» Exercise task
Reproduce every one of the following entries word for word, without changing anything.

Items stored from a collection
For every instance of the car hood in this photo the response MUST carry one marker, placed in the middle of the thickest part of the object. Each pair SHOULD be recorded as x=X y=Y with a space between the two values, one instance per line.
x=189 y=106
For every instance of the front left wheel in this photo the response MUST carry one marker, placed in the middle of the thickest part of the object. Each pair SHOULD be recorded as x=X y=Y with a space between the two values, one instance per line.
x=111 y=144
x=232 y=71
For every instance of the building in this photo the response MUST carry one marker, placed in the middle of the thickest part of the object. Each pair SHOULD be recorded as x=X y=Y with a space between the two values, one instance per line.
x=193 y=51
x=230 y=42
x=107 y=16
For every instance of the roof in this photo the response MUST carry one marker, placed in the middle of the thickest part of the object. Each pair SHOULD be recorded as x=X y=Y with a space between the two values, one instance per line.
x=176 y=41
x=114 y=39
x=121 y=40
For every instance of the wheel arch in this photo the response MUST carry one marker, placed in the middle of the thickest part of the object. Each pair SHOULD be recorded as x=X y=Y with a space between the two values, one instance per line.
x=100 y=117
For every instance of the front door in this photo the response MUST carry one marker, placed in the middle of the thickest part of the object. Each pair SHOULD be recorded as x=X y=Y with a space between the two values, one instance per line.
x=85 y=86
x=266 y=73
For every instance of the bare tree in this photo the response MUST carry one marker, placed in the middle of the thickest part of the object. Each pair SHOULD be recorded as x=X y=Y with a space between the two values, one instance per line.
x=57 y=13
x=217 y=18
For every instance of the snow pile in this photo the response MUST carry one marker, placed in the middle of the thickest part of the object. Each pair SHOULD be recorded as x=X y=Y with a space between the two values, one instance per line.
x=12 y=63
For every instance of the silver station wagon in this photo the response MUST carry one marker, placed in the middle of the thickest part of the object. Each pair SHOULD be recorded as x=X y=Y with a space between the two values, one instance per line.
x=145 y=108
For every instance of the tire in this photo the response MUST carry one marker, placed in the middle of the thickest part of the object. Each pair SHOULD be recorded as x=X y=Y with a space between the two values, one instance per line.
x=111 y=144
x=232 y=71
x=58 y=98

» Response to this exercise
For every instance of the car hood in this photo the response MUST carry one marker, placed in the middle of the thickest part of the object. Each pair SHOULD be recorded as x=X y=Y with a space between the two values, one instance per line.
x=189 y=106
For every instance of the front left wheel in this photo the response MUST carry one marker, placed in the middle of the thickest part of the object. Each pair SHOULD be recorded as x=X y=Y with a space between the two values, one instance per line.
x=111 y=144
x=232 y=71
For every instance of the building in this photo the response MUST carry one marker, placed in the middle of the thickest part of the object. Each pair SHOULD be recorded as x=X y=Y with a space between the two values, one instance per line.
x=193 y=51
x=230 y=42
x=107 y=16
For every instance of the roof in this photo the response MUST carry one marker, placed in the middle of the thickest part of the object. Each pair SHOULD be recorded as x=X y=Y with a space between the two values, one instance per line.
x=176 y=41
x=114 y=39
x=121 y=40
For every instance of the wheel arch in this photo the response MUST carry one marker, placed in the middle of the thickest part of the object. Each pair SHOULD be recorded as x=X y=Y with a space between the two values, one instance per line.
x=100 y=117
For every instance of the front door in this photo the response MUST carry one marker, placed in the middle of the thickest part of the object. Each pair SHOULD be recorded as x=X y=Y with a space between the two values, one instance per line.
x=85 y=86
x=266 y=73
For every instance of the bare tree in this photo the response MUST carry one marker, placed in the middle of the thickest part of the object. Each pair SHOULD be recorded as x=X y=Y with a space between the two values, one instance per line.
x=57 y=13
x=217 y=18
For every instance of the snow pile in this photo the response MUST carry one marker, placed in the middle of the thickest part of the object. Each pair SHOULD be recorded as x=X y=Y with a space between the two values, one instance per line.
x=12 y=63
For every instance of the silver station wagon in this photo the response MUST carry one marker, placed in the middle of the thickest part of the object. Each pair SHOULD be recorded as x=X y=Y with a space between the two values, one instance per line.
x=145 y=108
For every instance of the tire in this photo the response MUST carry one marker, placed in the middle of the thickest part of the object. Each pair SHOULD be recorded as x=X y=Y with a space between the two values, one instance per line.
x=111 y=144
x=232 y=71
x=58 y=98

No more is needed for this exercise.